Requirement
Copy out the records below word for word, leaving out the pictures.

(A run of records)
##########

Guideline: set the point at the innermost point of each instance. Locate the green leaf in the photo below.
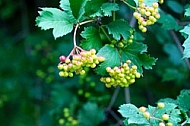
(91, 115)
(77, 7)
(186, 44)
(173, 53)
(183, 99)
(112, 59)
(65, 5)
(135, 53)
(132, 114)
(56, 19)
(147, 2)
(173, 75)
(127, 110)
(107, 8)
(168, 22)
(119, 28)
(175, 6)
(147, 61)
(93, 6)
(187, 10)
(92, 38)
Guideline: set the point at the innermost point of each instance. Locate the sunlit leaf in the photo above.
(56, 19)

##########

Output
Guideline: set the point at the innermost point of each instance. Locate the green leaf in the photo below.
(91, 115)
(77, 7)
(186, 44)
(173, 53)
(183, 99)
(112, 59)
(65, 5)
(135, 53)
(132, 114)
(56, 19)
(147, 2)
(173, 75)
(127, 110)
(107, 8)
(168, 22)
(119, 28)
(175, 6)
(147, 61)
(93, 6)
(187, 10)
(92, 38)
Guideline: set the point at the innermost point of each instance. Locate the sunlit leaf in the photo above.
(56, 19)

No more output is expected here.